▶ **What is required**
Repeat the data word for word. Do not include the pictures.

-- Supplied information follows --

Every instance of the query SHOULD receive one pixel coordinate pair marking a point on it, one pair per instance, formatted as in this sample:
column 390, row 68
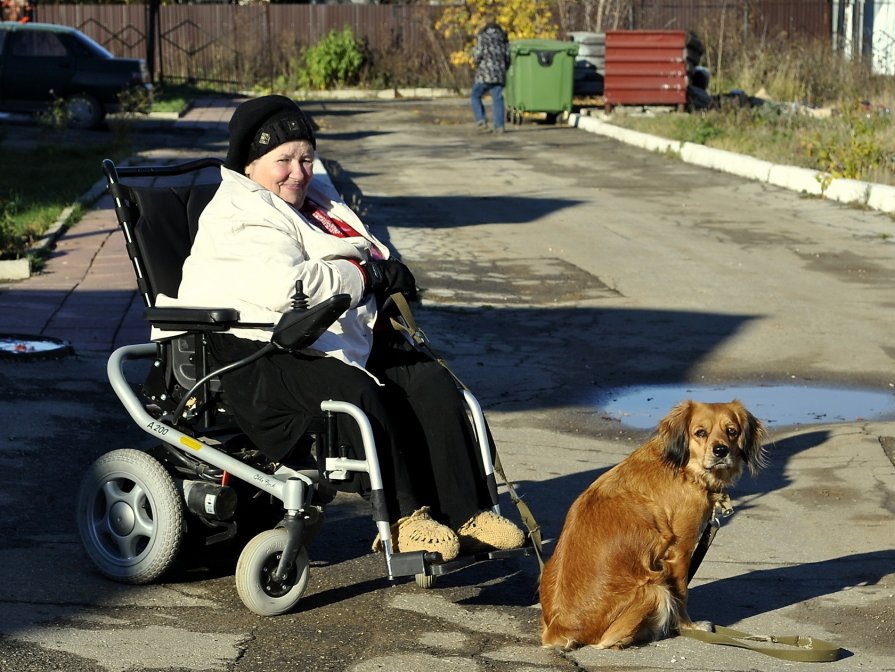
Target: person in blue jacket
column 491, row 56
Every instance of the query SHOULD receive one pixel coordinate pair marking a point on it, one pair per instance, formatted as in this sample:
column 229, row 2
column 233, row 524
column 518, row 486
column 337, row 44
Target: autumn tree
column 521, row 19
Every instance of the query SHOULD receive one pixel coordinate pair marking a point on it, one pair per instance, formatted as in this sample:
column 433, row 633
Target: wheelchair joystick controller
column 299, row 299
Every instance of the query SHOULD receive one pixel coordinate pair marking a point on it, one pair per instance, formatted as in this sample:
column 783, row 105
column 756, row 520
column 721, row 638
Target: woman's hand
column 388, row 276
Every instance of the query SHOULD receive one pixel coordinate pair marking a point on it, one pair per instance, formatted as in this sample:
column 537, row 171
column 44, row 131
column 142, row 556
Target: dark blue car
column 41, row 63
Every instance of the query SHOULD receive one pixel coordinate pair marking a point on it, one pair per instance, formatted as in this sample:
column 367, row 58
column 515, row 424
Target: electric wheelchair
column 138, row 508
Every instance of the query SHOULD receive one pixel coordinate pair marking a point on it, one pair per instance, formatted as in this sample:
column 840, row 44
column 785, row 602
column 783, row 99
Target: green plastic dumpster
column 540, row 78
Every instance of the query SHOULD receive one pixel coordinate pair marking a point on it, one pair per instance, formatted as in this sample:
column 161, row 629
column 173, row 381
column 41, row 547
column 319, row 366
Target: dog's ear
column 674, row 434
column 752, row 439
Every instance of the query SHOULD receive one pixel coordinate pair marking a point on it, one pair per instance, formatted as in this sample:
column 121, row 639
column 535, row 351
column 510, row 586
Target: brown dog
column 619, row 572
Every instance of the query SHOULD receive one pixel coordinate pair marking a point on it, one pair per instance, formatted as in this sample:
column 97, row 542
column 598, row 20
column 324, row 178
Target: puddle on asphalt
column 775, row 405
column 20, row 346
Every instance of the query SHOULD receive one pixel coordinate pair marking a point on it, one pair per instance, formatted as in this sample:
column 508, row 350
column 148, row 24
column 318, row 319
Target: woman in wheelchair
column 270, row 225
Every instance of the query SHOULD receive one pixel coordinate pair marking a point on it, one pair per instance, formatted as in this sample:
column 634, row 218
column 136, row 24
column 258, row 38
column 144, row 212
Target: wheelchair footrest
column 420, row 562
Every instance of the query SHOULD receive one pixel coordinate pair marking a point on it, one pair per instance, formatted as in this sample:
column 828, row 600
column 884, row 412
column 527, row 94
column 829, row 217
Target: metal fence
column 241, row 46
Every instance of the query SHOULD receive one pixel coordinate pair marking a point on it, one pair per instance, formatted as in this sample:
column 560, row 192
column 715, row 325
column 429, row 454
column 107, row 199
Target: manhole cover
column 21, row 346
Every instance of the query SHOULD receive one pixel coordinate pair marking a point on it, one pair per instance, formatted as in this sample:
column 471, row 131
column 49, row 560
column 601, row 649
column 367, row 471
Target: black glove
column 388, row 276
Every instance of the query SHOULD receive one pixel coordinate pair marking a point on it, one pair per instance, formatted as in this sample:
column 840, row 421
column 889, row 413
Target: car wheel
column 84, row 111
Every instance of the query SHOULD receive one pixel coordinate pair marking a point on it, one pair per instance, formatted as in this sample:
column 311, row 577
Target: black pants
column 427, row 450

-- Supplied information concluded --

▶ **Solution to the problem**
Every instance of the query SHOULD receive one pixel coordinate pair marking a point on it, one pair per instance, formatted as in this sample:
column 390, row 68
Target: person in blue jacket
column 491, row 56
Every instance of the query SHOULD receive one pixel coordinate pair marking a point on it, one pair per instance, formatted as in this sample:
column 229, row 2
column 233, row 524
column 518, row 486
column 337, row 44
Target: autumn tree
column 521, row 19
Every instance of the query SHOULD receive one pixel coordinate pair marking a point on it, one pair per instance, formatted as in this sample:
column 433, row 633
Target: wheelchair joystick controller
column 299, row 299
Every instance of the query SHOULD receive one pixel coordinate pair marking a point on it, one pair per instance, formatted as in this sample:
column 783, row 105
column 756, row 520
column 721, row 638
Target: woman's hand
column 388, row 276
Every instance of the query SHOULD receive one pixel coordinate pair marking a point on it, one pair per instance, formatted as in this sample:
column 537, row 171
column 44, row 131
column 142, row 556
Target: dark blue car
column 41, row 63
Every instance of the query SHOULD receive one pixel coordinate pair marking a point on it, one pair per instance, formatted as in this sample:
column 367, row 58
column 515, row 424
Target: electric wheelchair
column 138, row 508
Every instance of the query SHOULD receive one pixel coordinate pair marking a point on it, one pair per instance, formatted as in this sample:
column 840, row 44
column 785, row 602
column 783, row 99
Target: green plastic dumpster
column 540, row 78
Every instance of the query SHOULD receive one pixel coordinate pair marking a point on it, one pair per instance, formatted as in this sample:
column 161, row 629
column 173, row 381
column 41, row 547
column 319, row 366
Target: dog's ear
column 674, row 434
column 752, row 439
Every instance of the query SHOULD receive one pixel coordinate pair marking a point on it, one pair per instance, formatted as in this sample:
column 121, row 639
column 535, row 351
column 510, row 586
Target: brown dog
column 619, row 572
Every instance of the query SHOULD receive one pixel coordinate pair marking a point on it, one pair per instance, formatted as in this sample:
column 97, row 542
column 598, row 20
column 324, row 178
Target: puddle on asphalt
column 775, row 405
column 20, row 346
Every instance of the query SHOULD receive one pixel coordinate pair marking a point on it, one pair per instance, formatted as in this sample:
column 508, row 350
column 148, row 24
column 318, row 319
Target: woman in wheelchair
column 270, row 225
Every instance of the query SHOULD receive one pixel coordinate pair marking a point on it, one pair per instance, formatted as in this sample:
column 634, row 218
column 136, row 24
column 258, row 38
column 144, row 212
Target: wheelchair footrest
column 420, row 562
Every instance of the query SHOULD receive one pixel coordinate pair marking a point on it, one pair per instance, formatted as in this sample:
column 828, row 600
column 884, row 412
column 527, row 94
column 829, row 217
Target: metal fence
column 241, row 46
Every instance of the query SHOULD receive one pixel coordinate pair marking a point on it, one pair per instance, formatted as in this sample:
column 560, row 192
column 715, row 325
column 429, row 454
column 107, row 199
Target: manhole cover
column 21, row 346
Every instance of the query SHOULD receive one pixel coordinate pair marking a point on it, one pair per instance, formatted as in this sample:
column 471, row 131
column 49, row 560
column 601, row 649
column 367, row 471
Target: black glove
column 388, row 276
Every instance of the query SHOULD receive one pixel coordinate pair marking a point on it, one pair per instance, formatted as in this sample:
column 840, row 421
column 889, row 413
Target: car wheel
column 84, row 111
Every instance of the query SHOULD receive one pixel coordinate pair marking a point on it, one pair per instance, formatted as in this sample:
column 311, row 577
Target: black pants
column 427, row 450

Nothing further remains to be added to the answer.